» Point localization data
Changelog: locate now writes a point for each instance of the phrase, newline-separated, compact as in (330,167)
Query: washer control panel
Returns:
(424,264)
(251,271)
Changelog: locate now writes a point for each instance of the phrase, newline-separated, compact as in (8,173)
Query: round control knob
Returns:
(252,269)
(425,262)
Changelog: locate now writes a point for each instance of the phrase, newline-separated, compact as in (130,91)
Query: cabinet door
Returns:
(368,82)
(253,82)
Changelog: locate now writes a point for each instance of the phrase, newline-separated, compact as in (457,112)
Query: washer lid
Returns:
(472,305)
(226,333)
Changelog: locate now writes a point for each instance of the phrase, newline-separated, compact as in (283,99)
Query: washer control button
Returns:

* * *

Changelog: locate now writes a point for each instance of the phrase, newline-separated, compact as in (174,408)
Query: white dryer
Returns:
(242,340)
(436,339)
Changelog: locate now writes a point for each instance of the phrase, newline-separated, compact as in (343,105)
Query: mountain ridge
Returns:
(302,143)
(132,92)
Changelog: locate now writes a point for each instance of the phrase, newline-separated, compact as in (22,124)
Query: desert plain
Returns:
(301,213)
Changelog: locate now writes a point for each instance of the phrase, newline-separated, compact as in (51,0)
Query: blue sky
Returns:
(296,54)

» HOW TO COMPLETE THIS TASK
Copy out every line from the data above that has "washer" in it.

» ANSWER FOR THIS EXERCISE
Query: washer control panel
Query: washer lid
Query: washer control button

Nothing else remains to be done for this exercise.